Last week I released my Miami Dolphins Mock Draft Version 2.0, and the feedback I received was a bit more positive than my Version 1.0 Mock. With the NFL Draft just a few days away, my third and final Dolphins mock draft is here. In this one, I throw in a twist as I have Miami trading up 15 spots in Round 3 as one of the players that can fill a need for them right away is on the board but most likely won’t fall to 102 when Miami is on the clock. And there is a perfect trade partner in the range where Miami needs to move up to acquire this person, as this trade partner doesn’t have a pick in rounds 4 and 5 of this draft.

So, here is Version 3.0 of the 2022 Miami Dolphins Mock Draft without any further ado.

TRADE

Miami trades pick #102 (Rd 3) and pick #125 (Rd 4) to Arizona for pick #87 (Rd 3) and pick #201 (Rd 6)

**Entries provided**
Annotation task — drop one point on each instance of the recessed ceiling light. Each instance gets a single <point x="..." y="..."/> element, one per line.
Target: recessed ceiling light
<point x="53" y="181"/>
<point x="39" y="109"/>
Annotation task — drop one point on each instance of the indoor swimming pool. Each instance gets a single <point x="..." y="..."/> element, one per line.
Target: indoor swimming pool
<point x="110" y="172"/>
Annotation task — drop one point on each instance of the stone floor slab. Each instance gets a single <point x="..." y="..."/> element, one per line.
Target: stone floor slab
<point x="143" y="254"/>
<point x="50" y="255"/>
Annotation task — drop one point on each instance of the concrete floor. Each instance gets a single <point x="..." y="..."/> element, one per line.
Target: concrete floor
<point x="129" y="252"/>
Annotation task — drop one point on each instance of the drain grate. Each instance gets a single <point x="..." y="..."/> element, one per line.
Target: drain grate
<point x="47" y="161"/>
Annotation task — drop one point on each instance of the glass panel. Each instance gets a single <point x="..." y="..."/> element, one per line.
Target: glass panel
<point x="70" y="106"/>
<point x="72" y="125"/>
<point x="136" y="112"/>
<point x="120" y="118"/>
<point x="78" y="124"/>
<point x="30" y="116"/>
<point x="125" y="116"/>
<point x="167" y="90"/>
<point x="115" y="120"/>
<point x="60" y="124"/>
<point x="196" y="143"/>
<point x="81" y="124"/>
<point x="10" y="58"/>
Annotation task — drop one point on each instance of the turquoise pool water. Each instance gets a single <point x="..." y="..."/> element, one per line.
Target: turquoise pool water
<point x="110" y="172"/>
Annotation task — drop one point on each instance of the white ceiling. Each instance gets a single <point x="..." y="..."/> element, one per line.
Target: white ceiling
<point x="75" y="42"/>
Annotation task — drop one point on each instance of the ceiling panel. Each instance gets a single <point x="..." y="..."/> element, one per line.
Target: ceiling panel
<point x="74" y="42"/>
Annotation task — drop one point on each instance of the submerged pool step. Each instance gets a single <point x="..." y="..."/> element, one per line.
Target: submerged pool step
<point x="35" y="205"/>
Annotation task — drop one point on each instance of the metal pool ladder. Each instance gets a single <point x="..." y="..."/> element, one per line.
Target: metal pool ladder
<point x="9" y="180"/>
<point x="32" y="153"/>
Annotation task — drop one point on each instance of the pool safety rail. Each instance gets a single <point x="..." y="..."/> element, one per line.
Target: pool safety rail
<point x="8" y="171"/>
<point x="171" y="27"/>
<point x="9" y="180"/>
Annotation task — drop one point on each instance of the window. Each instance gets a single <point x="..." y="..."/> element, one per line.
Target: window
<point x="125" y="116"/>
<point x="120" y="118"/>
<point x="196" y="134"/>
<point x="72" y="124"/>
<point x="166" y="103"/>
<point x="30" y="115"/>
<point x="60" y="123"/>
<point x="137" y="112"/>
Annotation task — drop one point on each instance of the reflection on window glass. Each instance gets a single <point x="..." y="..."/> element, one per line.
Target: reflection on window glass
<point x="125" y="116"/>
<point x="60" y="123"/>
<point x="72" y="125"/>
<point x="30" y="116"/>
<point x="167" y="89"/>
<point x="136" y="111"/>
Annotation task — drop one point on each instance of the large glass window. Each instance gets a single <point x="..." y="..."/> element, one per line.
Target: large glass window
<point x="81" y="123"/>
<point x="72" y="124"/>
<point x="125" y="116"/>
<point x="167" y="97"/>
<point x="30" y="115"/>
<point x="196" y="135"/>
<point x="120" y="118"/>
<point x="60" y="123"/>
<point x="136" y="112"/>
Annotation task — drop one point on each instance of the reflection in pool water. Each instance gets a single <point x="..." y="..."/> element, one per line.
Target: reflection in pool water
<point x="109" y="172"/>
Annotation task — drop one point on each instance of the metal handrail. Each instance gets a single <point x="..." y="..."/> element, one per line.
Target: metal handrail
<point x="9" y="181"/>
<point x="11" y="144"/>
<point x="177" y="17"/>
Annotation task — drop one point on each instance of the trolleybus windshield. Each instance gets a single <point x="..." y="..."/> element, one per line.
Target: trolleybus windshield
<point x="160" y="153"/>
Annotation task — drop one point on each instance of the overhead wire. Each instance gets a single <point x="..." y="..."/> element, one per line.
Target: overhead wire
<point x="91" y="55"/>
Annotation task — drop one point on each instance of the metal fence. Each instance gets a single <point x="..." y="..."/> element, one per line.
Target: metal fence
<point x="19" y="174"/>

**What is being asked**
Write the next part of the Miami Dolphins mock draft article, picking up after its last line. The entries have no connection to the page extract about the Dolphins mock draft.

**Answer to this task**
Round 3, Pick #87

Luke Fortner, C Kentucky

With only four draft picks in this 2022 NFL Draft, the Dolphins are more into quality than quantity. Hence they move up in Round 3 to grab a player they want. The Cardinals do not have a pick in rounds 4 and 5, so they slide back 15 spots here in Round 3 and pick up a 4th-round pick. Miami doesn’t lose any draft picks, as in moving up in Round 3, they turn their 4th rounder into a 6th rounder. It’s a win-win for both sides.

The Dolphins have a need at center both in the short term and long term. Luke Fortner has position flexibility at both center and guard, although he projects out long-term to be a starting NFL center. As a rookie, he can compete with Michael Deiter for the starting center spot; at worst, he can back up at either guard spot and at center. And in a year, hopefully, he is the Dolphins’ starting center taking the job away from a very ordinary player in Michael Deiter.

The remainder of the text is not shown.